Itu dapat dipandang sebagai sebuah ”proposal” untuk polisi yang modern, yang
berasal dari kalangan bumiputra. Pada waktu itu tentulah, Kadiroen merupakan
antitesa bagi sistem perekrutan Belanda yang hanya memercayakan jabatan
inspektur kepada polisi berkebangsaan asli Belanda.
Adanya
tendensi rasial dalam kebijakan pemerintah kolonial itu ditantang oleh
Hikajat Kadiroen dengan modernisme itu sendiri, yakni sikap rasional dan
profesional. Sebaliknya, petugas hasil didikan Pemerintah Belanda justru
tampak kebodohan-kebodohan dan keburukannya. Seperti tergambar dalam sosok
asisten wedana Semongan. Dengan cara demikian, roman ini mengidentifikasi
bagian-bagian yang rusak dari tubuh kemasyarakatan itu akibat dari proses
kolonialisme. Dan Kadiroen sejak awal sudah dipersiapkan sebagai
penggantinya.
Pengarang
sendiri tampaknya tidak menyembunyikan maksud itu. Sebagaimana sejak
permulaan cerita, Kadiroen telah dipromosikan sebagai sosok yang langka. ”...amat jarang terjadi di tanah Jawa.
Dari sekitar 10.000 orang, hanya ada satu...” Sementara pada alinea
sebelumnya telah dikatakan bahwa seorang asisten wedana membawahkan
onderdistrik yang didiami oleh 10.000 orang. Jadi prinsipnya, pada tiap
onderdistrik, hanya ada satu kemungkinan figur ideal seperti Kadiroen. Dengan
kata lain pula, pengarang tampaknya melihat masa akhir abad ke-19 sebagai
masa tanpa SDM di Hindia Belanda. Hal yang menurut hemat kita mengingkari
kenyataan, karena faktanya, SDM terbaik bangsa Indonesia muncul dari dekade
akhir abad ke-19 (CE) itu.

*TUGAS LATIHAN:*
[1] Periksa apakah setiap pernyataan berikut sesuai dengan teks sumber. Jawab "ya" atau "tidak" untuk masing-masing dan kutip kata-kata teks yang menjadi dasarnya.
(a) Sistem perekrutan Belanda hanya memercayakan jabatan inspektur kepada polisi berkebangsaan asli Belanda.
(b) Petugas hasil didikan Pemerintah Belanda digambarkan bersikap rasional dan profesional.
(c) Seorang asisten wedana membawahkan onderdistrik yang didiami oleh 1.000 orang.
[2] Menurut teks sumber, sosok siapa yang menggambarkan kebodohan dan keburukan petugas hasil didikan Pemerintah Belanda?
[3] Sebutkan semua nama wilayah yang muncul dalam teks sumber. Jangan sertakan nama yang hanya dipakai untuk menyebut bangsa atau pemerintah.

*DATA ANALISIS:*
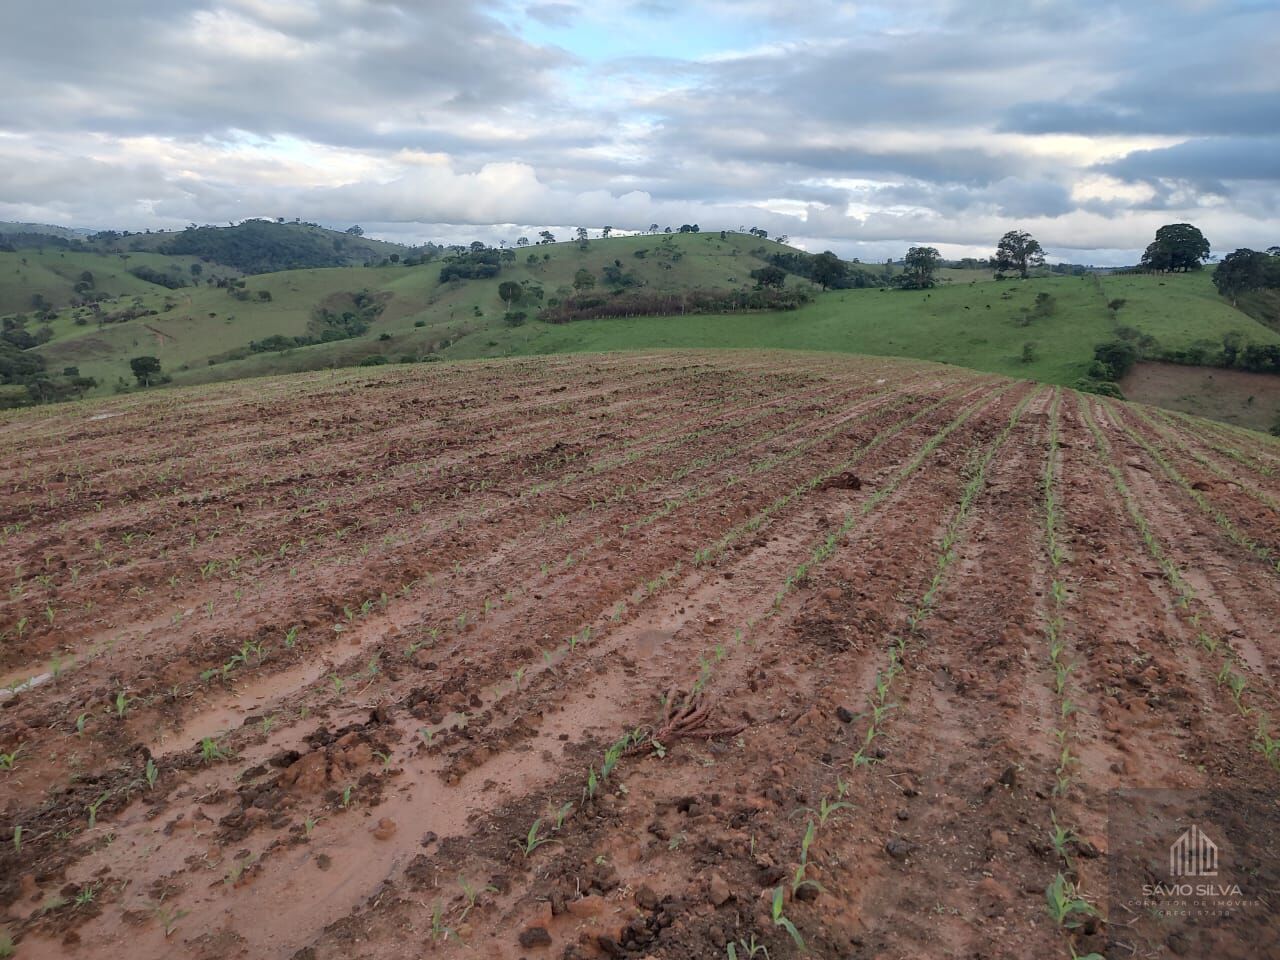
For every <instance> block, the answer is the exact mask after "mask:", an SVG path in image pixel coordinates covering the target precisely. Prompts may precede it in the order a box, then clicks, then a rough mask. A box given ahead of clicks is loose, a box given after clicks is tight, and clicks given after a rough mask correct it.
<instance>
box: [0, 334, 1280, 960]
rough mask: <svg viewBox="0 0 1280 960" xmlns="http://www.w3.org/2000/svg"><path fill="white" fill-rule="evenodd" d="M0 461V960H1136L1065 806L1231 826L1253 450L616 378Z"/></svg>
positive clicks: (1082, 410) (1254, 702) (1259, 646)
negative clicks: (11, 952)
mask: <svg viewBox="0 0 1280 960" xmlns="http://www.w3.org/2000/svg"><path fill="white" fill-rule="evenodd" d="M0 451H3V452H4V456H3V457H0V490H3V492H4V497H3V498H0V527H3V538H0V588H3V591H4V593H3V594H0V631H3V644H0V681H3V684H5V685H8V689H6V690H4V691H3V692H0V754H4V755H5V759H6V760H8V763H5V767H6V769H0V841H3V847H0V909H3V916H0V925H3V927H4V928H5V929H6V931H8V932H9V934H10V936H12V937H13V938H14V940H15V941H17V943H18V947H17V955H18V956H20V957H64V956H72V957H97V956H110V955H120V954H123V955H127V956H129V957H131V959H132V960H147V959H150V957H157V959H159V957H175V956H177V957H201V959H204V957H210V959H211V957H252V959H255V960H256V959H259V957H292V959H296V960H328V959H329V957H355V956H358V957H388V959H389V957H402V956H421V955H426V956H442V957H453V956H460V957H461V956H484V957H509V959H512V960H515V959H516V957H541V956H548V957H550V956H554V957H567V959H572V957H618V956H634V957H646V956H648V957H671V959H673V960H675V959H676V957H680V959H682V960H687V959H691V957H694V959H696V957H707V959H708V960H710V959H712V957H718V959H722V957H724V956H727V945H730V943H732V945H735V952H736V955H737V956H742V957H745V956H748V955H749V951H750V945H751V943H753V942H754V943H756V945H763V946H765V947H767V948H768V951H769V956H772V957H776V959H777V957H787V956H799V955H800V946H799V942H800V941H801V940H803V942H804V947H805V950H806V951H809V952H810V954H812V955H815V956H823V957H922V956H940V957H978V956H980V957H1027V956H1061V957H1069V956H1071V951H1073V950H1074V951H1076V952H1078V954H1080V955H1085V954H1089V952H1098V954H1105V955H1107V956H1112V955H1114V956H1129V955H1134V952H1137V954H1138V955H1165V954H1162V952H1160V951H1164V950H1166V948H1169V945H1167V943H1151V942H1146V941H1144V940H1143V937H1144V936H1146V934H1144V933H1143V932H1142V931H1140V929H1139V928H1138V927H1135V925H1133V924H1130V923H1129V918H1126V916H1120V915H1110V916H1108V915H1107V909H1106V908H1107V902H1108V892H1110V891H1108V888H1107V884H1108V881H1107V836H1106V815H1107V797H1108V791H1111V790H1115V788H1121V787H1176V788H1210V787H1222V786H1231V787H1238V788H1257V790H1261V791H1270V792H1271V794H1272V795H1274V794H1275V782H1276V776H1277V769H1276V768H1275V765H1274V764H1272V763H1268V759H1267V756H1266V754H1265V751H1263V750H1261V749H1258V744H1257V739H1256V730H1257V727H1258V718H1260V717H1271V716H1280V703H1277V694H1280V691H1277V689H1276V680H1275V677H1276V676H1277V669H1280V648H1277V645H1276V639H1275V630H1274V625H1275V623H1276V622H1277V620H1280V594H1277V591H1276V584H1277V579H1280V568H1277V566H1276V559H1277V558H1280V522H1277V517H1276V512H1277V511H1276V504H1277V503H1280V447H1277V445H1275V444H1272V443H1271V442H1270V440H1268V439H1266V438H1261V436H1256V435H1251V434H1247V433H1244V431H1236V430H1231V429H1230V428H1225V426H1221V428H1217V426H1208V425H1202V424H1199V421H1193V420H1190V419H1184V417H1176V416H1172V415H1162V413H1158V412H1152V411H1143V410H1140V408H1135V407H1129V406H1128V404H1123V403H1111V402H1107V401H1103V399H1101V398H1094V397H1087V396H1080V394H1075V393H1073V392H1070V390H1056V389H1053V388H1047V387H1038V385H1034V384H1030V383H1027V381H1009V380H1005V379H1002V378H995V376H986V375H978V374H972V372H966V371H961V370H956V369H954V367H945V366H938V365H931V364H915V362H902V361H888V360H879V358H874V360H873V358H865V360H860V358H849V357H836V356H829V357H814V356H808V355H768V353H653V355H617V356H604V357H591V356H586V357H554V358H540V360H530V361H518V362H497V364H467V365H457V366H454V365H449V366H440V367H429V366H428V367H425V366H416V367H412V369H396V370H392V371H374V372H366V371H347V372H342V374H337V375H334V374H328V372H326V374H320V375H302V376H296V378H285V379H275V380H261V381H244V383H239V384H228V385H218V387H212V388H201V389H195V390H175V392H157V393H154V394H138V396H129V397H125V398H118V399H113V401H109V402H104V403H93V404H68V406H61V407H58V408H50V410H47V411H46V410H40V411H35V412H29V413H22V415H6V416H5V419H4V420H3V421H0ZM1050 500H1052V502H1053V503H1055V504H1056V507H1055V509H1053V511H1048V504H1050ZM1047 517H1052V520H1051V521H1047ZM1050 529H1052V530H1053V535H1052V536H1053V538H1056V540H1055V541H1056V544H1057V549H1056V550H1055V549H1053V548H1052V547H1051V540H1050V535H1048V532H1047V531H1048V530H1050ZM1206 635H1207V636H1210V637H1211V639H1212V641H1213V643H1208V644H1207V643H1206V641H1204V636H1206ZM1055 637H1056V639H1059V640H1061V644H1060V645H1055V643H1053V640H1055ZM1055 650H1056V652H1055ZM1055 663H1065V664H1069V669H1066V671H1065V680H1062V671H1061V668H1060V667H1056V666H1055ZM1224 663H1228V666H1229V667H1230V669H1233V671H1236V672H1238V673H1239V675H1240V676H1242V678H1243V680H1244V686H1243V687H1242V689H1243V690H1244V692H1243V694H1239V692H1238V694H1235V695H1233V692H1231V690H1230V685H1229V684H1226V682H1224V680H1222V677H1224V666H1222V664H1224ZM1064 704H1065V705H1064ZM1064 744H1066V745H1068V758H1069V759H1068V760H1064V753H1062V749H1064ZM1053 823H1059V824H1064V826H1069V827H1070V829H1071V838H1070V840H1069V841H1068V844H1066V845H1065V847H1064V849H1061V850H1056V849H1055V847H1053V845H1052V844H1051V842H1050V833H1051V828H1052V824H1053ZM1056 878H1061V879H1062V881H1064V882H1066V883H1069V884H1071V888H1073V890H1074V891H1075V892H1076V893H1078V896H1079V897H1082V899H1083V900H1084V901H1085V902H1088V904H1089V905H1091V906H1092V910H1093V911H1092V913H1091V911H1088V910H1082V911H1080V913H1079V914H1076V915H1075V916H1074V918H1073V919H1074V920H1079V923H1078V925H1073V927H1066V925H1060V924H1057V923H1055V920H1053V919H1052V918H1051V916H1050V913H1048V910H1047V908H1046V888H1047V887H1048V886H1050V884H1051V883H1053V882H1055V879H1056ZM776 893H777V896H778V897H780V910H778V911H777V913H774V910H773V901H774V895H776ZM778 918H781V919H783V920H786V923H782V922H780V920H778ZM787 924H791V925H792V928H794V931H795V934H794V936H792V933H790V932H788V929H787ZM1249 936H1251V938H1252V940H1251V942H1252V943H1253V946H1254V947H1257V950H1260V951H1261V952H1254V954H1253V955H1256V956H1274V955H1275V954H1274V952H1272V954H1267V952H1266V950H1267V948H1268V947H1266V941H1265V938H1263V940H1261V941H1260V940H1258V937H1260V936H1262V934H1258V933H1257V932H1256V931H1253V932H1251V934H1249ZM1275 942H1276V940H1275V938H1272V941H1271V943H1272V945H1274V943H1275ZM1258 943H1262V946H1258ZM1222 955H1229V954H1226V952H1224V954H1222ZM762 956H763V954H762Z"/></svg>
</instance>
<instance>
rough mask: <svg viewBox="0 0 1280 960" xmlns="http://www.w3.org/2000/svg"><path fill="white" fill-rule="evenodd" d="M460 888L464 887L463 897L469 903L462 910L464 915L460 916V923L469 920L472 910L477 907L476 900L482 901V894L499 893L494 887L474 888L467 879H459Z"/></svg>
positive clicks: (478, 887) (491, 886) (462, 887)
mask: <svg viewBox="0 0 1280 960" xmlns="http://www.w3.org/2000/svg"><path fill="white" fill-rule="evenodd" d="M458 886H460V887H462V896H463V899H465V900H466V901H467V905H466V906H465V908H462V913H461V914H460V915H458V923H462V922H463V920H465V919H467V914H468V913H471V910H472V908H475V905H476V900H479V899H480V895H481V893H497V892H498V888H497V887H494V886H484V887H472V886H471V884H470V883H468V882H467V878H466V877H458Z"/></svg>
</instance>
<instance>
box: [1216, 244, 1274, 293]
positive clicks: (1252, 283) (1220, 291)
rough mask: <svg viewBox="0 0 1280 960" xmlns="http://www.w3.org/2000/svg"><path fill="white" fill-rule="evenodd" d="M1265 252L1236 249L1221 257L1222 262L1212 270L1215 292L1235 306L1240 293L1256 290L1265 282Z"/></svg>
mask: <svg viewBox="0 0 1280 960" xmlns="http://www.w3.org/2000/svg"><path fill="white" fill-rule="evenodd" d="M1270 259H1271V257H1268V256H1267V255H1266V253H1260V252H1257V251H1256V250H1248V248H1243V250H1236V251H1233V252H1230V253H1228V255H1226V256H1225V257H1222V262H1221V264H1219V265H1217V269H1215V270H1213V285H1215V287H1217V292H1219V293H1221V294H1222V296H1224V297H1226V298H1228V300H1230V301H1231V306H1235V301H1236V298H1238V297H1239V296H1240V294H1242V293H1248V292H1249V291H1256V289H1258V288H1261V287H1265V285H1266V283H1267V261H1268V260H1270Z"/></svg>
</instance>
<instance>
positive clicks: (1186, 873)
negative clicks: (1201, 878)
mask: <svg viewBox="0 0 1280 960" xmlns="http://www.w3.org/2000/svg"><path fill="white" fill-rule="evenodd" d="M1169 873H1170V874H1171V876H1174V877H1216V876H1217V844H1215V842H1213V841H1212V840H1210V838H1208V835H1207V833H1204V831H1202V829H1201V828H1199V827H1197V826H1196V824H1194V823H1193V824H1192V826H1190V829H1188V831H1187V832H1185V833H1183V835H1181V836H1180V837H1179V838H1178V840H1175V841H1174V842H1172V846H1170V847H1169Z"/></svg>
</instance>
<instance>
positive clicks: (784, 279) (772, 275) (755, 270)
mask: <svg viewBox="0 0 1280 960" xmlns="http://www.w3.org/2000/svg"><path fill="white" fill-rule="evenodd" d="M751 279H753V280H755V283H756V285H759V287H760V288H762V289H763V288H765V287H773V289H777V291H780V289H782V284H785V283H786V282H787V271H786V270H783V269H782V268H781V266H762V268H760V269H759V270H753V271H751Z"/></svg>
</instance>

*JAWABAN TUGAS:*
[1]
(a) Ya: "sistem perekrutan Belanda yang hanya memercayakan jabatan inspektur kepada polisi berkebangsaan asli Belanda."
(b) Tidak: "Sebaliknya, petugas hasil didikan Pemerintah Belanda justru tampak kebodohan-kebodohan dan keburukannya."
(c) Tidak: "seorang asisten wedana membawahkan onderdistrik yang didiami oleh 10.000 orang."

[2] Sosok asisten wedana Semongan.

[3] Semongan, tanah Jawa, Hindia Belanda.